TASK OBJECTIVE:
This task calls for copying every line in the data below that contains the word "green".

PROVIDED RECORDS:
<<<<

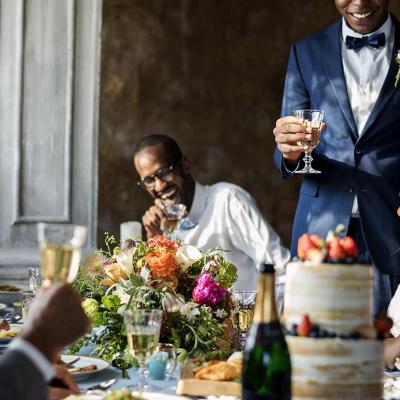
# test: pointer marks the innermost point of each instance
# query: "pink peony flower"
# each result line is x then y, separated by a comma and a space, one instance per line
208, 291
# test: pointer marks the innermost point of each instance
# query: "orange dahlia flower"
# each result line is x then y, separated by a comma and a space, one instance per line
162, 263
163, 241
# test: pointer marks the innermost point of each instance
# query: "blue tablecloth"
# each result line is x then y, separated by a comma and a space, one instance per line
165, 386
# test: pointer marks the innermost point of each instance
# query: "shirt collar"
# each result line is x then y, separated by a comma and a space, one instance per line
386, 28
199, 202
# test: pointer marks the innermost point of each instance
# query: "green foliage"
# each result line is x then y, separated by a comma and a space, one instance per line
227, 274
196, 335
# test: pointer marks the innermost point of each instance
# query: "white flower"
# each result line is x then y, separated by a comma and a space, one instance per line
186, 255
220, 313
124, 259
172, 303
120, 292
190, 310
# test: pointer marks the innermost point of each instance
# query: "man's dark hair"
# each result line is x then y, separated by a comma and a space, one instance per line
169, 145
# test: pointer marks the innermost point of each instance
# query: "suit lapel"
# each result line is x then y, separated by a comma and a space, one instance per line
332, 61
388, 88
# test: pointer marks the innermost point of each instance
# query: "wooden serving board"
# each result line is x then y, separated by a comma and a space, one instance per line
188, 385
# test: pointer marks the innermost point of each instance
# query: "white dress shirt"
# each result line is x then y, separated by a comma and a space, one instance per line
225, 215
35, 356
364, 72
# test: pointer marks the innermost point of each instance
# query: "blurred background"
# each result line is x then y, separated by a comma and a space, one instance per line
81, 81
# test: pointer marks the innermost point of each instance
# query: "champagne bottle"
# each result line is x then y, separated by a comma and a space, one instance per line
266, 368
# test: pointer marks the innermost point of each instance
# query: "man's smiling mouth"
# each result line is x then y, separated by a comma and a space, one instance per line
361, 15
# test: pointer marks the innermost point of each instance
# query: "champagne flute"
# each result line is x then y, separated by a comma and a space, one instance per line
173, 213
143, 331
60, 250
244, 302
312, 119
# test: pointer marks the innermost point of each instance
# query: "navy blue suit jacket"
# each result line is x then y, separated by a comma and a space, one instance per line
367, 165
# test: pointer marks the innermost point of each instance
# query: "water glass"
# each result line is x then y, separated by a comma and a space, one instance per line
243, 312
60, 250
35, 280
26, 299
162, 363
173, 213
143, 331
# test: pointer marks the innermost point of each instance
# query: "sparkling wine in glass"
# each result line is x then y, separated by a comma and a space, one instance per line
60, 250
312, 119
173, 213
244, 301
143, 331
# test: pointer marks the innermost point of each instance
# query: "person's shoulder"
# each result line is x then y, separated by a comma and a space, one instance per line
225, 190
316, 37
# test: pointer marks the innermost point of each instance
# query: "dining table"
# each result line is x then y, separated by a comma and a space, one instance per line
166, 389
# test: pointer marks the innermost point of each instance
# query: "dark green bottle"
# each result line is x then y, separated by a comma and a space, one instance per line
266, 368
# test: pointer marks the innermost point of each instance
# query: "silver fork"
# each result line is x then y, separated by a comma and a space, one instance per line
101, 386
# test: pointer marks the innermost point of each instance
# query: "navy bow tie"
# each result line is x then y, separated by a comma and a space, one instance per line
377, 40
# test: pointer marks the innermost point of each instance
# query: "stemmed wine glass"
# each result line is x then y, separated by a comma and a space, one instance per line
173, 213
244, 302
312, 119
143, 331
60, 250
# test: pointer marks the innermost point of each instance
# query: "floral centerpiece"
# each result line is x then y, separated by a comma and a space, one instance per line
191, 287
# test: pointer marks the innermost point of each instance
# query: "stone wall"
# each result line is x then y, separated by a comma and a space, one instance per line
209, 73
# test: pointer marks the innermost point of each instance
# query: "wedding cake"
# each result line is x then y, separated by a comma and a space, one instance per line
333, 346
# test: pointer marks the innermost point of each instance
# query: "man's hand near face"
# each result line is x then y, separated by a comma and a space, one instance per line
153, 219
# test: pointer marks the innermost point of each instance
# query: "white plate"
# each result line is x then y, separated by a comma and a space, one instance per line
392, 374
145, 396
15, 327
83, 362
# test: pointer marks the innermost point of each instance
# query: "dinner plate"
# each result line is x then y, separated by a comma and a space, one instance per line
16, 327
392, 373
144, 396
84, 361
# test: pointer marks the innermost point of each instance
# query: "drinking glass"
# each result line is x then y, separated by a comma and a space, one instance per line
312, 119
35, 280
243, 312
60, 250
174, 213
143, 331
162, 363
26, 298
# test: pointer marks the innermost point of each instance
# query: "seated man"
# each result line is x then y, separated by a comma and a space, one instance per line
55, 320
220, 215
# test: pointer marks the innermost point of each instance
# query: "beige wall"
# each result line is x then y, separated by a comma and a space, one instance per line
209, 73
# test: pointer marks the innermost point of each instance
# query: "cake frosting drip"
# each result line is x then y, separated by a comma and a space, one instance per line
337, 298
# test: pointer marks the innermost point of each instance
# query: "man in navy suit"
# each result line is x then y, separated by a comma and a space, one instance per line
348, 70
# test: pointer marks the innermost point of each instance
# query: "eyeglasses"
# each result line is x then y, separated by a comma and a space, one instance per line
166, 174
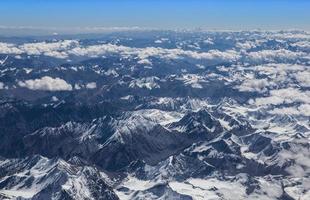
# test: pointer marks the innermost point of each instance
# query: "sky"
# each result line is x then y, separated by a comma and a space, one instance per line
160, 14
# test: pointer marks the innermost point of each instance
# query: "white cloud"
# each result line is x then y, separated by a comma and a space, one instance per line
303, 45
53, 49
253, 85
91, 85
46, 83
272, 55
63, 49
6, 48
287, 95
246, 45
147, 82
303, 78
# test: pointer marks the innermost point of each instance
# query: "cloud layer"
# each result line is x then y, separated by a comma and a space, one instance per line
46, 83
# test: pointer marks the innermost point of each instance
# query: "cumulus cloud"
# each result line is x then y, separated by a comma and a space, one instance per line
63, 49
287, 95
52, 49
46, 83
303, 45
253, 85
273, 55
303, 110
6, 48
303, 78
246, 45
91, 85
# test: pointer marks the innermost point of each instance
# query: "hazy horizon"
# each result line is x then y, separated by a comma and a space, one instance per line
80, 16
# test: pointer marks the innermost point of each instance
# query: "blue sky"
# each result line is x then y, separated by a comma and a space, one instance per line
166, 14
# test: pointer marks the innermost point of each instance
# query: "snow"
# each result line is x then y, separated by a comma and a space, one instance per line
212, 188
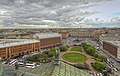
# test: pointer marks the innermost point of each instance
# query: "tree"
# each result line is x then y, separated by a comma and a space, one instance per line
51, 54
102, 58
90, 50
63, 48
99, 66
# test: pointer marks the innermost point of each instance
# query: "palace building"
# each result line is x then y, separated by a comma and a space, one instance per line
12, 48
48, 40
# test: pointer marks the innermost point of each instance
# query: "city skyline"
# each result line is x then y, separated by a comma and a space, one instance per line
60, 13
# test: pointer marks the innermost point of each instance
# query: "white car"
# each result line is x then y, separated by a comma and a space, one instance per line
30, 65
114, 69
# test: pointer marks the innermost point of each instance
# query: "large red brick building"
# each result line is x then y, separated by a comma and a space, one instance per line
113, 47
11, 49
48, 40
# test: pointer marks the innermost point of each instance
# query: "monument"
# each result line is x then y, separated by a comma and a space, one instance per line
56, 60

>>>>
<<<<

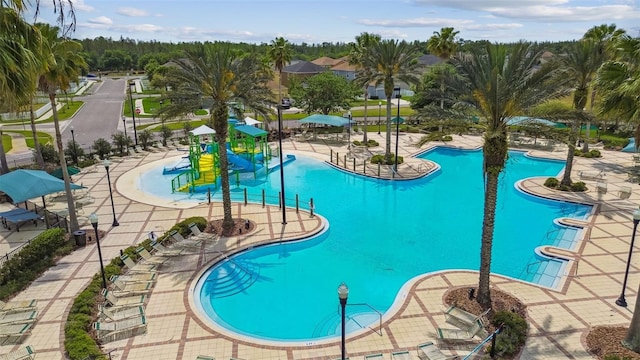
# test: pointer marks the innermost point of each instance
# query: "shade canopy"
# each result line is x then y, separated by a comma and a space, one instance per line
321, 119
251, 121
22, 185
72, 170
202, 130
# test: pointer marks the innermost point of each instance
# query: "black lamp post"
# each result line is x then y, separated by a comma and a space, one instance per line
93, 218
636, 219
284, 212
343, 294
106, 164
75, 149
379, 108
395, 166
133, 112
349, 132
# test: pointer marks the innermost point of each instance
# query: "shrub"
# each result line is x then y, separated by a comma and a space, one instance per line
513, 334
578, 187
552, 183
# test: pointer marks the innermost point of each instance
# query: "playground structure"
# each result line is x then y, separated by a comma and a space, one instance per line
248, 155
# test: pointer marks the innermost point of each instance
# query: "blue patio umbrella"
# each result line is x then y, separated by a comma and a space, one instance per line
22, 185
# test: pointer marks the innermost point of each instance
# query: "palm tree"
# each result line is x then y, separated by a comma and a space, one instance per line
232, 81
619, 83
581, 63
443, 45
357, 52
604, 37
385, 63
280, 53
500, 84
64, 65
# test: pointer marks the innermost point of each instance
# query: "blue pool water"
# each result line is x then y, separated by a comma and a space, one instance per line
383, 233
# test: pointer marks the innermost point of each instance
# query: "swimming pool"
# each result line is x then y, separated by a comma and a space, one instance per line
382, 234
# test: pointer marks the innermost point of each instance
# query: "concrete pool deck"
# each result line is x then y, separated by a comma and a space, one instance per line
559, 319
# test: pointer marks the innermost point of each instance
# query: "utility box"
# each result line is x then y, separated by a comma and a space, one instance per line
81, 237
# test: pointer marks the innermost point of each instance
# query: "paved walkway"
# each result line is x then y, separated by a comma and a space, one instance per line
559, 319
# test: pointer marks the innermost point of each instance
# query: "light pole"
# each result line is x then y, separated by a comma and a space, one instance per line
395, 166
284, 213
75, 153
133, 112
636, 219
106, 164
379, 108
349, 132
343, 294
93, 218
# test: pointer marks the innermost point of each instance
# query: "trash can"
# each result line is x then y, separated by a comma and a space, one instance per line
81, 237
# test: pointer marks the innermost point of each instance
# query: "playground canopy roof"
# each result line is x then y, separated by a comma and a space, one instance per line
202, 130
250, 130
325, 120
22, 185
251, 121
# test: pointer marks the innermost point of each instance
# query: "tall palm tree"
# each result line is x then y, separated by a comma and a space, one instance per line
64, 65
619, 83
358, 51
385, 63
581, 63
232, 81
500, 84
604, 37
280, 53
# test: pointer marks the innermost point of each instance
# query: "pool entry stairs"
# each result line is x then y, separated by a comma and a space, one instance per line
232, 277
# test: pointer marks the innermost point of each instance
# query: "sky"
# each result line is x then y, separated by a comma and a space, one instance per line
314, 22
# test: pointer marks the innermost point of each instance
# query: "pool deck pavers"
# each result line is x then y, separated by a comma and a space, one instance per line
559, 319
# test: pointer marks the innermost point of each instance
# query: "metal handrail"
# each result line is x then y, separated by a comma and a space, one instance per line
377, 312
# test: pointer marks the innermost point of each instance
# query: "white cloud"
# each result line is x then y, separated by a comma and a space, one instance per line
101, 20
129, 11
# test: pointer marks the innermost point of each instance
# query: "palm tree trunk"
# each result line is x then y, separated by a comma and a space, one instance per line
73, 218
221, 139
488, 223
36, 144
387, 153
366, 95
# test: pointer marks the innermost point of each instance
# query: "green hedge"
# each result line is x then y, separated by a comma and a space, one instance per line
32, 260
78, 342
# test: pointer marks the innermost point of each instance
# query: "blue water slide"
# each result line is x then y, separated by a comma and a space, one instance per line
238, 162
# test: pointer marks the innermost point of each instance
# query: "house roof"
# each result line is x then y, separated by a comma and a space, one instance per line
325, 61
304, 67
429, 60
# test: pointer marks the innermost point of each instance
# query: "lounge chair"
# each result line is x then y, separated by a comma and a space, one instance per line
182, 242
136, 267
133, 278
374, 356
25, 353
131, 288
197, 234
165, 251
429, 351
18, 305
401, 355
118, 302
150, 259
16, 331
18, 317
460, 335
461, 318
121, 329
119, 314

>>>>

ANSWER SECTION:
# query: "green foliage"
# query: "dark green bottle"
# query: "green hedge"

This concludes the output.